:: GIVEN INFORMATION ::
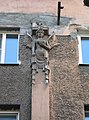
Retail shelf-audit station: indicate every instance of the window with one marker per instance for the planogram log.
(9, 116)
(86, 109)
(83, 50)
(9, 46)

:: TASK REQUIREMENTS ::
Would you restate the listing word for word and leave every picture out?

:: RESPONSE TO THE EXERCISE ::
Retail shelf-audit station: indicate every instance of the window with one marker per instance for the planogram log.
(9, 116)
(86, 109)
(83, 50)
(9, 46)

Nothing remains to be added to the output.